[EXERCISE INSTRUCTIONS]
1) In the Wynwood Gateway Park article, reproduce the stretch from "The winning team" through "and public funding.".
2) According to the Wynwood Gateway Park article, who made up the winning team?
3) Decide whether each statement agrees with the Wynwood Gateway Park article, answering yes or no and quoting the deciding words: (a) The superstructure will be built around an old oak tree on the site. (b) The winning team was one of several local teams in the contest. (c) Cho will pay the full cost of construction himself.

[SELECTION]

:::

A large greenhouse-like structure is coming to the corner of Wynwood, at 29th Street and NW 2nd Avenue, just behind the Ducati store, that will house an inventive and really beautiful new park, and privately owned public green space. The winning design for Wynwood Gateway Park in an international design competition held by Tony Cho of Metro 1 Realty to create a park on one of Metro 1's properties, is sort of a cross between the famous Wynwood Walls site a few blocks down and the belated Enea Bamboo Garden in the Design District, but without the mural art, and with a thin, white superstructure embedded with LEDs that will glow at night and be built around a giant old oak tree on the site. And yes, it looks subtly like Joseph Paxton's legendary crystal palace, in London, with the tree in the middle.
The winning team picked by the blind jury, which was coincidentally the only local team that submitted to the contest, was a collaboration between FIU's Nick Gelpi and Roberto Rovira as well as Miami artist Jim Drain. Cho will partially fund the cost of construction, and is confident he can raise the rest through donations and public funding.

:::

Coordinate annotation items
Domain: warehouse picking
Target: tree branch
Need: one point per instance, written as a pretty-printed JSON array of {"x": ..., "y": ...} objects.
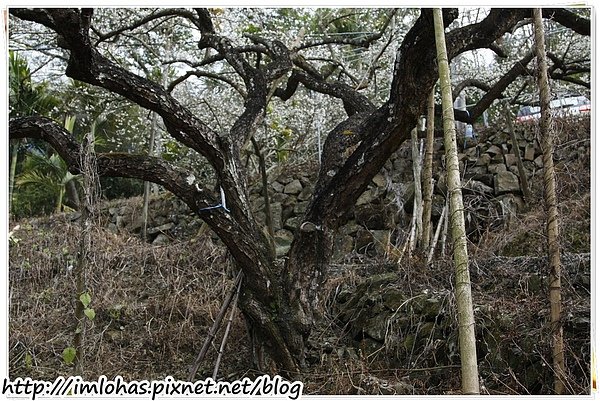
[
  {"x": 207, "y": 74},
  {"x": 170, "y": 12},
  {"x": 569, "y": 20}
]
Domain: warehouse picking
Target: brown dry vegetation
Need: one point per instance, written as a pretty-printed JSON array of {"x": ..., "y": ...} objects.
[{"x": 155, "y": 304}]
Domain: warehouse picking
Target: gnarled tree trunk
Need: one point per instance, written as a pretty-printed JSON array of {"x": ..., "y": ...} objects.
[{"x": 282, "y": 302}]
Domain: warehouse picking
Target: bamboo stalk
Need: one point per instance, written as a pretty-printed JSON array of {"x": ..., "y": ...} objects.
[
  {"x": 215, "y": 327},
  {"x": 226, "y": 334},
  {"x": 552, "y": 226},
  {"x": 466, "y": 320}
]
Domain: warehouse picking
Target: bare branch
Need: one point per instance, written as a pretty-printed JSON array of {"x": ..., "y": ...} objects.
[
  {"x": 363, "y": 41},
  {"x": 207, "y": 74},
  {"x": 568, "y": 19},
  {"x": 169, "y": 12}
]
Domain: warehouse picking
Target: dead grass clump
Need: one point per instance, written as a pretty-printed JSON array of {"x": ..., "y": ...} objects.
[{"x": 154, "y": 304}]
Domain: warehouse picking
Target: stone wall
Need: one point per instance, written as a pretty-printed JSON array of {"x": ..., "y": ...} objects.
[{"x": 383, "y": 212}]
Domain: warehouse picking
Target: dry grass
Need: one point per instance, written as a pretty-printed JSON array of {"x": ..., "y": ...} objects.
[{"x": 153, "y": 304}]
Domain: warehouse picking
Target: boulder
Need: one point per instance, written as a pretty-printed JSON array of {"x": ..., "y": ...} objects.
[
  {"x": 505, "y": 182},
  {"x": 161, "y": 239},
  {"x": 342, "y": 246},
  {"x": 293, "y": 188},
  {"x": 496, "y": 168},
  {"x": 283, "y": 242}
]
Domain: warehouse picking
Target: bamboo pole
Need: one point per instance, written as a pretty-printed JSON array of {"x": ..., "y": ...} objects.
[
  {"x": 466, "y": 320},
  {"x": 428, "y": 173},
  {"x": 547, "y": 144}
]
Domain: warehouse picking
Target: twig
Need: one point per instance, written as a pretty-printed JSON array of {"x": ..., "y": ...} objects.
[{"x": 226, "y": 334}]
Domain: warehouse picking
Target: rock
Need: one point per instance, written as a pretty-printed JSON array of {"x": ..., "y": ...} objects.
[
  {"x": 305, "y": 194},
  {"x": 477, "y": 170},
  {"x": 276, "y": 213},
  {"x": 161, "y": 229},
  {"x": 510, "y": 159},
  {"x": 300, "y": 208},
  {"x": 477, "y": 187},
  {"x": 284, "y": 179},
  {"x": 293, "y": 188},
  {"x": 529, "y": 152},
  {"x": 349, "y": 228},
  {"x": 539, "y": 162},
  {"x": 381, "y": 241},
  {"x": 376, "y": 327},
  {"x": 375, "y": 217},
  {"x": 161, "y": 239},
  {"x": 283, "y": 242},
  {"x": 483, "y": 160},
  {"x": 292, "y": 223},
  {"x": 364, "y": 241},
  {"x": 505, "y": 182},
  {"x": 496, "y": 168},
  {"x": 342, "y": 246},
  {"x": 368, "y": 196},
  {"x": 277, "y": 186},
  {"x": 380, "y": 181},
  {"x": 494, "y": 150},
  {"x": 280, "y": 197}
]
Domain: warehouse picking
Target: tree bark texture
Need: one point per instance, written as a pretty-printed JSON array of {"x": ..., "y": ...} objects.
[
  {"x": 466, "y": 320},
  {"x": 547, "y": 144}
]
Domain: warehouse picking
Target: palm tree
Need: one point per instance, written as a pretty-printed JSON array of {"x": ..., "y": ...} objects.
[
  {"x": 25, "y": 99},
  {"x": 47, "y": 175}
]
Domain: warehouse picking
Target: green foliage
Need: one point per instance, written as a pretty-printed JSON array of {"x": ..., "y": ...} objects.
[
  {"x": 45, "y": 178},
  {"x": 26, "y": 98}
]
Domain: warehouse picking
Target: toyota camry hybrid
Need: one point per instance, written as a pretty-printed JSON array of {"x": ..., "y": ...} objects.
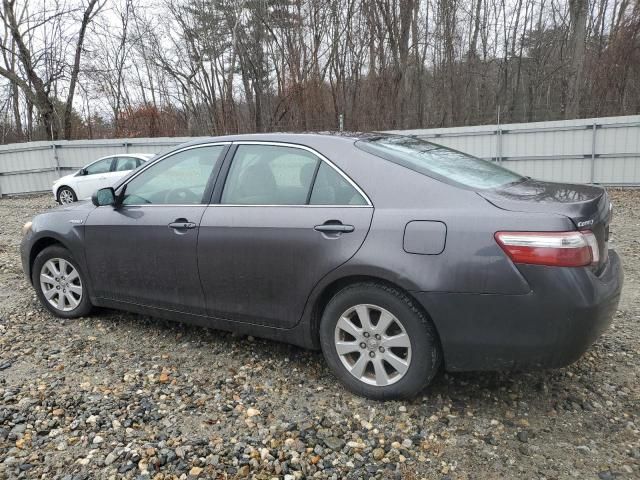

:::

[TASK-BY-TASK SOLUTIONS]
1)
The winning team picked by the blind jury, which was coincidentally the only local team that submitted to the contest, was a collaboration between FIU's Nick Gelpi and Roberto Rovira as well as Miami artist Jim Drain. Cho will partially fund the cost of construction, and is confident he can raise the rest through donations and public funding.

2) FIU's Nick Gelpi and Roberto Rovira, with Miami artist Jim Drain.

3)
(a) Yes: "be built around a giant old oak tree on the site"
(b) No: "the only local team that submitted to the contest"
(c) No: "Cho will partially fund the cost of construction"